| WHAT YOU NEED TO DO |
**a)** Translate this sentence from the Linked Jazz passage into Spanish: "While the Mapping Tool is highly automated, we also provide the ability to manually refine the dataset through the Curator component of the tool."
**b)** Write the next part of the Linked Jazz passage, picking up after its final sentence.

| TEXT TO READ |

Another fundamental aspect of the development of Linked Jazz is the use of human intervention to complement algorithm-based methods. While the Mapping Tool is highly automated, we also provide the ability to manually refine the dataset through the Curator component of the tool. The Curator is a collaborative, web-based interface, which sits on top of the Name Directory (see Figure 3). This interface enables the curation of the personal names included in the Name Directory through their mappings to LC/NAF and LC/NAF’s intrinsic connection with VIAF. Using this interface a user can disambiguate individuals by connecting them to the correct LC/NAF authority record, verify their mapping, or remove names of individuals from the directory entirely. A public demonstration of an early version of the prototype is available at http://linkedjazz.org/public_demo_mapping.

Figure 3

Figure 3. Curator Tool showing the mapping of the Pepper Adams entity name to the Library of Congress Name Authority.

Transcript Analyzer

After completing the directory of jazz musicians’ names and enhancing it through the mapping and curation processes, the next stage of the project entailed the preparation of the digital text of interview transcripts from jazz history collections. This was carried out through our next tool, the Linked Jazz Transcript Analyzer (Figure 4).

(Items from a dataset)
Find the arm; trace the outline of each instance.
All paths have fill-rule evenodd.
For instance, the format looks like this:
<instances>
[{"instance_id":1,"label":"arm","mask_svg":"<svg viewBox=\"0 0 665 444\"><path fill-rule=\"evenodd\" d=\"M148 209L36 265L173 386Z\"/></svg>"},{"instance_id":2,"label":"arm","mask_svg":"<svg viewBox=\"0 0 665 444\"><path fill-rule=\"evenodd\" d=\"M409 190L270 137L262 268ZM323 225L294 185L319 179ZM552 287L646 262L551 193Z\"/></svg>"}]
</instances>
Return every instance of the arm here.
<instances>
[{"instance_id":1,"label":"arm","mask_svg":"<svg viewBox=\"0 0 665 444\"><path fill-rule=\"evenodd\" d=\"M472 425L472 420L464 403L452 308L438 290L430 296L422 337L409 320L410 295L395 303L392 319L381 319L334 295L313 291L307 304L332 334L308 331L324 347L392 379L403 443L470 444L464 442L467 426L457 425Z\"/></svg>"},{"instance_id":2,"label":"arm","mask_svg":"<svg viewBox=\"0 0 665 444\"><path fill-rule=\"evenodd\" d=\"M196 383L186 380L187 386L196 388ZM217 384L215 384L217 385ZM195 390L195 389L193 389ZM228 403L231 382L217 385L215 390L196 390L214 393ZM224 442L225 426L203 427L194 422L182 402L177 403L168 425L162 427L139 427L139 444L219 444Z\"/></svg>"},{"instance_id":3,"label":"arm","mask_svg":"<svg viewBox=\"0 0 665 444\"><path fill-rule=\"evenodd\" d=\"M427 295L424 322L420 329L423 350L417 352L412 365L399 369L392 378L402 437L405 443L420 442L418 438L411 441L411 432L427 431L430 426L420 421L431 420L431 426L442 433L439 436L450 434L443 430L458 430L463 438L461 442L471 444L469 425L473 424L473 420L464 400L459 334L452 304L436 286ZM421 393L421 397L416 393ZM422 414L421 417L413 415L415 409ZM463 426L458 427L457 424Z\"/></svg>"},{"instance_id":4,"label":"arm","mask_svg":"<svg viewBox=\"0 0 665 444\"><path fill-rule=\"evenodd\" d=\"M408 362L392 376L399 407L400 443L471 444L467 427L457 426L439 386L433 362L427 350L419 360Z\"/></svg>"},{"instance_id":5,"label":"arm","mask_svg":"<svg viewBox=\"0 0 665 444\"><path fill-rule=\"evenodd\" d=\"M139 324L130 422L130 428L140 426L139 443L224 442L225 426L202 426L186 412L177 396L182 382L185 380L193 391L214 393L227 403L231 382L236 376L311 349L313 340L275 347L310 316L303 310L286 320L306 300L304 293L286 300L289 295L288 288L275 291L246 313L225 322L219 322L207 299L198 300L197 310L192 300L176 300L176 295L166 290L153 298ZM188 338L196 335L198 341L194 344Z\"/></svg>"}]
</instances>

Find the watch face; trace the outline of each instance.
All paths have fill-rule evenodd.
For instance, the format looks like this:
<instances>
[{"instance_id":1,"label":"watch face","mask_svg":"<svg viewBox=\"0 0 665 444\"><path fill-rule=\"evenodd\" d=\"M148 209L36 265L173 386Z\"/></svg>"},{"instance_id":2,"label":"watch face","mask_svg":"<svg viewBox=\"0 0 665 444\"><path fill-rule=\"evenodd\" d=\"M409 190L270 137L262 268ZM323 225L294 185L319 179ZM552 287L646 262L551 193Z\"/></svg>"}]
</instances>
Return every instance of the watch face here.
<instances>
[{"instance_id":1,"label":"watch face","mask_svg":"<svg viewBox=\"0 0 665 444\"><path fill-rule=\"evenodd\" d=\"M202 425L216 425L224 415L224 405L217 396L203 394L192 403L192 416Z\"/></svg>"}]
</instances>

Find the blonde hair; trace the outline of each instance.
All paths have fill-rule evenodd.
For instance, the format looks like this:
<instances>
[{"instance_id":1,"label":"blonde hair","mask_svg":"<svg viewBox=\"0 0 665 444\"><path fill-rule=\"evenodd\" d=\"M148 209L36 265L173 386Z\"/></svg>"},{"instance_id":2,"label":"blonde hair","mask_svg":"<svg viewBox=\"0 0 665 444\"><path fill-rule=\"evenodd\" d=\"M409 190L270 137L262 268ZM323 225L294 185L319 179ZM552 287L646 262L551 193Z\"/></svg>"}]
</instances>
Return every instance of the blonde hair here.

| TASK RESULTS |
**a)** Aunque la herramienta de mapeo está muy automatizada, también ofrecemos la posibilidad de refinar manualmente el conjunto de datos mediante el componente Curator de la herramienta.

**b)**
The Linked Jazz Name Directory played a key role in preparing these interview texts: it was used for identifying connections among jazz artists through string matching of the names mentioned in the interviews. Name citations found in the transcripts provided the basic units for creating a first layer of linkages between musicians. These connections were recorded as RDF triples using the predicate rel:knows_of. The assumption underlying this strategy was that if a musician mentions another musician in an interview, this musician at least knows of the other musician in some way, be it as a friend or acquaintance or just by having knowledge of the other musician.

Identifying the nature of relationships among the musicians and representing them semantically is the next step in the development of Linked Jazz. A crowdsource-driven approach was chosen to assist with the analysis and classification of relationships. To enable this, the crowdsourcing application Linked Jazz 52nd Street [8] was developed. This tool provides an interface for users to analyze excerpts of text from interview transcripts and discern the social relationships shared by the musicians mentioned.

A few preliminary activities need to be performed on the text of the interview transcripts to allow them to be processed by the crowdsourcing tool: named entities must be identified in interview transcripts and the document must be structured into discrete segments of questions and answers. To support the preparation of the text, the Transcript Analyzer was developed to automatically identify personal names cited in interview transcripts and map them to the Linked Jazz Name Directory and name authority files.

Figure 4

Figure 4. Interface of the Transcript Analyzer with the names identified in the transcript shown on the left, the text of the transcript on the right, and the backend user tool bar above.

At its core, the tool performs automated named-entity recognition enabled through the use of the Natural Language Toolkit (NLTK 2.0) platform [9]. Along with detecting personal names, the Transcript Analyzer is also capable of recognizing other types of entities. These entities, such as locations, businesses, and even song and album titles, can be manually marked as “other names” if the automated name recognition did not already do so.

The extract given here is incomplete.